**Selected excerpt**
★ ★ ★ ★ ★ ★ ★
Will: That was a huge breakthrough piece on fx(hash), I feel like. That was the first time you introduced the brushstroke, painterly feel, and it hit right at the right time too — that's around when other artists were starting to experiment with color blending and creating that more painterly look. Where'd that idea come from, and where'd the name come from?

Melissa Wiederrecht: I wasn't very intentional about it. I didn't even know other people were trying to do that. I was just playing around — I had my prompt with the diagonal line and the floral things. The diagonal line I thought was really easy. Then I was throwing texture on, the same texture I'd used on Sandalia, so I just copied it over. I was trying to make these drippy things and they looked horrible. Deleted those, and made these swirly things that started going out from the line, and I thought, "Oh, that's cool." Then I took the same blur I'd used on top of Centellia and stuck it on top of this project, just a little bit and in a few places, and it just looked really cool.

Sudfa — Melissa Wiederrecht

As for the name — gosh, names are the worst thing ever. I was sitting there thinking and thinking, and it just came to me: it looks a little bit like spaghetti. But "spaghetti" by itself is boring, so I thought of bad pronunciations.

Trinity: Spaghetti.

Melissa Wiederrecht: Spaghetti.

Trinity: There we go. I don't know if it's bad — it's fun.

Melissa Wiederrecht: Cute.

Trinity: And I'd say it's an improvement — not that there's anything wrong with a project being called Untitled or Orbs, but this hits a little differently. So what we're hearing is you should go to Sudan more often.

Untitled — Melissa Wiederrecht

Melissa Wiederrecht: Get really bored more often? Probably, yeah.

Trinity: How was it releasing on fx(hash) after your Art Blocks piece? Beforehand there's the catharsis of releasing something, but Art Blocks Curated is the biggest deal of the biggest deals, at least in the generative art world. What was it like releasing on fx(hash) after that?

Melissa Wiederrecht: It didn't feel really different. I just wasn't sure how it was going to go over.

Will: As long as you're still enjoying it, we're happy for you to keep dropping work here.

Trinity: We're much cooler.
★ ★ ★ ★ ★ ★ ★
**Data lines**
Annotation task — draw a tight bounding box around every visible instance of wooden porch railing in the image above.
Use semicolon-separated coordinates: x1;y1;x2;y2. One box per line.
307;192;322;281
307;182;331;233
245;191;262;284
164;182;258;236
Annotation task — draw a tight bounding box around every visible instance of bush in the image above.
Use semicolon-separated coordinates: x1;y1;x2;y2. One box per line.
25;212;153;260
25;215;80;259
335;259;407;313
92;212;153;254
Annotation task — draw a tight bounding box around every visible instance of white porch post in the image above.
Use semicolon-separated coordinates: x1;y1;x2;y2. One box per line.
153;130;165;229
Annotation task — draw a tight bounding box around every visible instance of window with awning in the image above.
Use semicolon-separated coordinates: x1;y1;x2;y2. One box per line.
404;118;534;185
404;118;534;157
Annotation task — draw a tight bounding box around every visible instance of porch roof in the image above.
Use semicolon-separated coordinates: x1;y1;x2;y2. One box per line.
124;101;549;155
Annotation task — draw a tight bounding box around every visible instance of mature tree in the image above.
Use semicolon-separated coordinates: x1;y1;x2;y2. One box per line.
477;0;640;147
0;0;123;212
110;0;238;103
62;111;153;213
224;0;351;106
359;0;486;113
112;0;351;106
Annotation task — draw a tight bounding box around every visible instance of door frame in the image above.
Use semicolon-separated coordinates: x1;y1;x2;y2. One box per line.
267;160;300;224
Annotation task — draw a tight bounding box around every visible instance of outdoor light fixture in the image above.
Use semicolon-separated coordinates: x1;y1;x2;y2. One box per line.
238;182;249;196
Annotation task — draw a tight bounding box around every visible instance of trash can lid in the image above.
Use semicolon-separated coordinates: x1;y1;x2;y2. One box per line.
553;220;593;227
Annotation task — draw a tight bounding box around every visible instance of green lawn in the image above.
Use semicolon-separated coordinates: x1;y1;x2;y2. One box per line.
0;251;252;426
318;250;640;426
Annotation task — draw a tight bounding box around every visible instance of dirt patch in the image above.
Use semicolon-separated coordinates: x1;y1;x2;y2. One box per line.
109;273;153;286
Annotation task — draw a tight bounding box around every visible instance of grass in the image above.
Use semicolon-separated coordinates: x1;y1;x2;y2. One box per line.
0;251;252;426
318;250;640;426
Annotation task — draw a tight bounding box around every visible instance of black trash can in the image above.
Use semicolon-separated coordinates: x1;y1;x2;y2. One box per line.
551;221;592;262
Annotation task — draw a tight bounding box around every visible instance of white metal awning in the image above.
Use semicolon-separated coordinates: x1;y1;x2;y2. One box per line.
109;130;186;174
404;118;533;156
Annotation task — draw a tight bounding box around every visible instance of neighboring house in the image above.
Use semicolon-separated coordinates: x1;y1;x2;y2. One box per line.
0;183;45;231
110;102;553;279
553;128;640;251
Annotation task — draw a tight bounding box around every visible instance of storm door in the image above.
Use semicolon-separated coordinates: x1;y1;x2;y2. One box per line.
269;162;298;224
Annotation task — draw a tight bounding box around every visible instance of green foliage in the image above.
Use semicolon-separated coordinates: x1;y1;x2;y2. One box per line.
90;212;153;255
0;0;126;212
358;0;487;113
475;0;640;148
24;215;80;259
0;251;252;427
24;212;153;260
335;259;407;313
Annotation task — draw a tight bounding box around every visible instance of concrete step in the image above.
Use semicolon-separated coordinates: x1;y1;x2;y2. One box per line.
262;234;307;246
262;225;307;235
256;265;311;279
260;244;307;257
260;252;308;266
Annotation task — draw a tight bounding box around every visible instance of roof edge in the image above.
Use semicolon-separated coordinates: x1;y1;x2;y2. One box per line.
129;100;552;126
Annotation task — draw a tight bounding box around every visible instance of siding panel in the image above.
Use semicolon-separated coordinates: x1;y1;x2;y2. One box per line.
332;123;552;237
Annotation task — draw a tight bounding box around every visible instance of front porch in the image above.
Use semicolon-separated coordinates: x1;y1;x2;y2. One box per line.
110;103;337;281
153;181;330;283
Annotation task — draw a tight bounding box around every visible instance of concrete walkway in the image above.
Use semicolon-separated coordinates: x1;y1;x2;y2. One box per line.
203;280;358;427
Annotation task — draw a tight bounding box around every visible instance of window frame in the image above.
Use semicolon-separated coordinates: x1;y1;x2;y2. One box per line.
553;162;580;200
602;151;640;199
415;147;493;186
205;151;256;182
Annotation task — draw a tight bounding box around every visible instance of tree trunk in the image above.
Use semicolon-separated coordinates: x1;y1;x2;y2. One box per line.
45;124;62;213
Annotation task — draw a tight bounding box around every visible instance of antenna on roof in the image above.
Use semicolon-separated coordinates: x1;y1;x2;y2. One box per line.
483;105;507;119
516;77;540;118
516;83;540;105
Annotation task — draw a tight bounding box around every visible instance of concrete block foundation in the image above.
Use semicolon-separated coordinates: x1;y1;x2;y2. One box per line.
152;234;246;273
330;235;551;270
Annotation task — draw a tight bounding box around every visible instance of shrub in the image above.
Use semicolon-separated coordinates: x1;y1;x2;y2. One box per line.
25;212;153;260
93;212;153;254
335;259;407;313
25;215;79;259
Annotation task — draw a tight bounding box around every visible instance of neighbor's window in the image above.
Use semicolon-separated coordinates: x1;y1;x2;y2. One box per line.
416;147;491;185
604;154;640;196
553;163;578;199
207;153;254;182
★ ★ ★ ★ ★ ★ ★
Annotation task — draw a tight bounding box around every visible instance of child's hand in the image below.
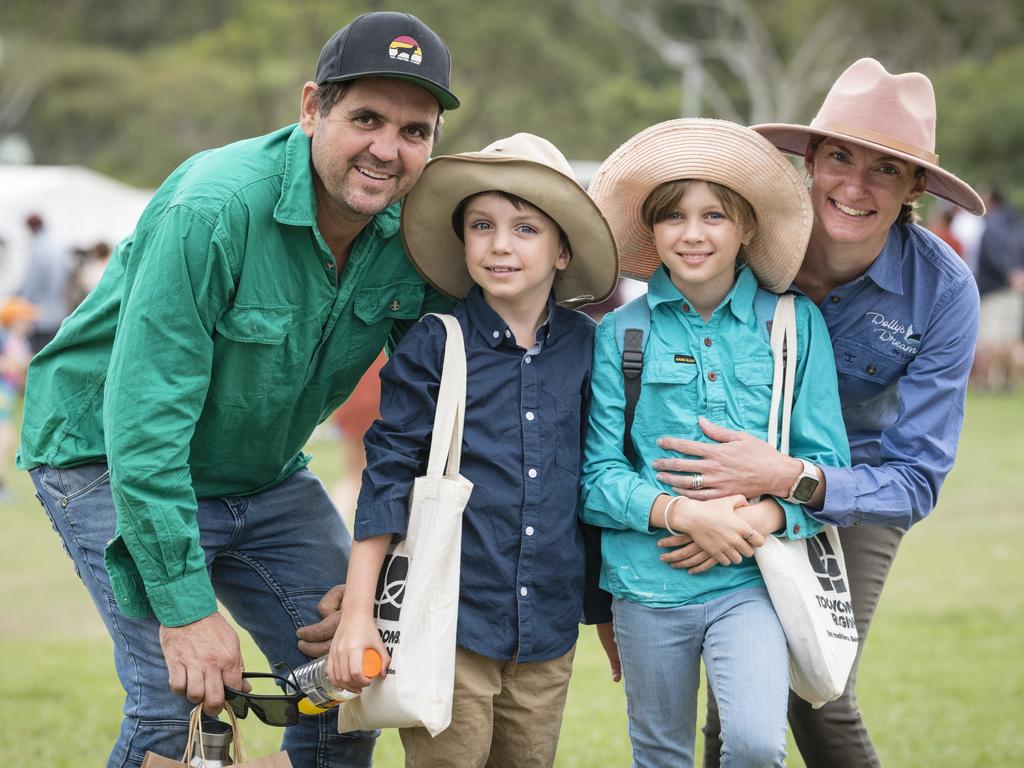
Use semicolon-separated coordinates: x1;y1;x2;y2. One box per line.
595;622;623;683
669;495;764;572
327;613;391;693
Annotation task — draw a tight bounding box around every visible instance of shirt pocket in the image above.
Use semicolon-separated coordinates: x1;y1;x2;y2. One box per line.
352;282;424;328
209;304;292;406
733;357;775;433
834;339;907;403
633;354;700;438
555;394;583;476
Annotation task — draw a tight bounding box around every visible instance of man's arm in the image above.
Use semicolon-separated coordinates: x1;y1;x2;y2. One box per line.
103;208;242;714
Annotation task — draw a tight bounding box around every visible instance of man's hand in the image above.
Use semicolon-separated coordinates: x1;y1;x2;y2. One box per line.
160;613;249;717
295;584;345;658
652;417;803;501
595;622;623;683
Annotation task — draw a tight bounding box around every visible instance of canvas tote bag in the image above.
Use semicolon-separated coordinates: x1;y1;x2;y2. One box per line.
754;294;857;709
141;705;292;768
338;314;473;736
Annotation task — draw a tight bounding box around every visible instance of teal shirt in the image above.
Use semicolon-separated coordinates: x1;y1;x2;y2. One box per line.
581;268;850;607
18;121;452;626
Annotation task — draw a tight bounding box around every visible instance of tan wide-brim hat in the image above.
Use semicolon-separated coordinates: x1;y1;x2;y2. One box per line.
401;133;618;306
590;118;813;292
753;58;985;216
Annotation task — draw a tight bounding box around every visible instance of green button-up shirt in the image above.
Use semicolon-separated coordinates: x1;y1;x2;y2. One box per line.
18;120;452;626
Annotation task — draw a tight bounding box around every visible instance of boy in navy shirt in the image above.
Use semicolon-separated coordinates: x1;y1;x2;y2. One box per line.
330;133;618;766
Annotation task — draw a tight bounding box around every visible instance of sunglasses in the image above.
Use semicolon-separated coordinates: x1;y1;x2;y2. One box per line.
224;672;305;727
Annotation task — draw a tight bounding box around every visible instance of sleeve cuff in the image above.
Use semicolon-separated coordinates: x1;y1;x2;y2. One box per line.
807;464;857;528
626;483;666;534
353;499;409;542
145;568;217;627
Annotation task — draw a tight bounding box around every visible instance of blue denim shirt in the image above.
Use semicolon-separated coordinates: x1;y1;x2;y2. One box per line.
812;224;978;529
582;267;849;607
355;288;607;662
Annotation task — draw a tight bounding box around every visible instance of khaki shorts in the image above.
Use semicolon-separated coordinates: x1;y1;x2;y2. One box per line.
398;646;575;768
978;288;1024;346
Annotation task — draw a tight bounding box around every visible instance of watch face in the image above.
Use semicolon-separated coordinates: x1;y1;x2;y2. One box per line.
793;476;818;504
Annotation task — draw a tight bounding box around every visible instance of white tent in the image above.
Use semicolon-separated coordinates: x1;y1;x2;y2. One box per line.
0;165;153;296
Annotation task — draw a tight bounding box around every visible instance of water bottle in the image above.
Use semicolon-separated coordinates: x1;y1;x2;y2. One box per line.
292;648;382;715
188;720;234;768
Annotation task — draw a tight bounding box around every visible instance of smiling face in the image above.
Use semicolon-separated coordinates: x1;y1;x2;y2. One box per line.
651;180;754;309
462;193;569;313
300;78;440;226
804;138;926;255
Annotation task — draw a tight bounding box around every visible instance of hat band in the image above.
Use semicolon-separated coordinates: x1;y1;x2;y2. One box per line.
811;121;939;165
★ ★ ★ ★ ★ ★ ★
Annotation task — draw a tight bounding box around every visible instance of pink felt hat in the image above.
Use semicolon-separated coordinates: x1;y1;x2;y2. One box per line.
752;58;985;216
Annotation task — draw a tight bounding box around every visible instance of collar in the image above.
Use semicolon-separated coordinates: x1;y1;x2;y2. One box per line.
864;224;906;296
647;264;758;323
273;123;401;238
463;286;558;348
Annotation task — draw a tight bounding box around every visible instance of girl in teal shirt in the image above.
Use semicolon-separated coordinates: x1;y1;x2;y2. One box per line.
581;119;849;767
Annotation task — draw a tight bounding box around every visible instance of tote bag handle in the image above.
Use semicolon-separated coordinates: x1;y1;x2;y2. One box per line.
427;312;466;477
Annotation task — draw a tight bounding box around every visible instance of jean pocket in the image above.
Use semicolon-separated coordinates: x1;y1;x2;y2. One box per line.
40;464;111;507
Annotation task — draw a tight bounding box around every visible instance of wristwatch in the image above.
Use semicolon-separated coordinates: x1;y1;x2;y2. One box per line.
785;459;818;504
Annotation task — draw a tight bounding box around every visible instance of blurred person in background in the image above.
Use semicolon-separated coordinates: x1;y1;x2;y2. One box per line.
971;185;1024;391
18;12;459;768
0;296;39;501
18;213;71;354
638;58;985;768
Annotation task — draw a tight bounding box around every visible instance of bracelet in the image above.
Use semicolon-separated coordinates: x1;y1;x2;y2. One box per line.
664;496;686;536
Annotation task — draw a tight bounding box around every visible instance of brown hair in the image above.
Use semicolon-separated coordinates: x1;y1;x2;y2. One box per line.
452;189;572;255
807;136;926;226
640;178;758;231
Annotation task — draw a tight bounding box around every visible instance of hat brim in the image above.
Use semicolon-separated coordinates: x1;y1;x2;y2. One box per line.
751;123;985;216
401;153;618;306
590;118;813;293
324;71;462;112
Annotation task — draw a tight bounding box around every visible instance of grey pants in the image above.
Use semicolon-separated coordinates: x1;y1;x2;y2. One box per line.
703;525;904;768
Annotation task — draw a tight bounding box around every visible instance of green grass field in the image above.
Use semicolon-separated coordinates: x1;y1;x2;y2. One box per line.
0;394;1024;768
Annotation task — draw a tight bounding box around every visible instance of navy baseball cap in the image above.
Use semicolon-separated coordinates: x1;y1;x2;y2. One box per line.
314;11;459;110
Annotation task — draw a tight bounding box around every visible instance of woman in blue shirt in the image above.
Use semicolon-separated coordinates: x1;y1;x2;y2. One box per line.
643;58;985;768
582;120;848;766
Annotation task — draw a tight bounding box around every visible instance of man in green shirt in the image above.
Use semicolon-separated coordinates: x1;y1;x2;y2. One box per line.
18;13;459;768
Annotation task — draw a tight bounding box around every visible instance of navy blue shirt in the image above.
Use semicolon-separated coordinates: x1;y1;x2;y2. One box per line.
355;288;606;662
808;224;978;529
★ ★ ★ ★ ★ ★ ★
**Written problem 1**
Write out the part of the interview that opens with the words containing "Melissa Wiederrecht: Cute." and closes with "Sudan more often.", word for word.
**Written problem 2**
In the records, swap "child's hand" for "small hand" in the part that opens with the line containing "the image below." and closes with the line containing "327;613;391;693", and give back only those lines with nothing else changed. Leave the picture out of your answer.

**Output 1**
Melissa Wiederrecht: Cute.

Trinity: And I'd say it's an improvement — not that there's anything wrong with a project being called Untitled or Orbs, but this hits a little differently. So what we're hearing is you should go to Sudan more often.

**Output 2**
Annotation task — draw a tight bounding box around every visible instance of small hand in the image below.
Use semicolon-separated coordinates: x1;y1;x2;y2. One box per line.
595;622;623;683
669;495;764;572
327;613;391;693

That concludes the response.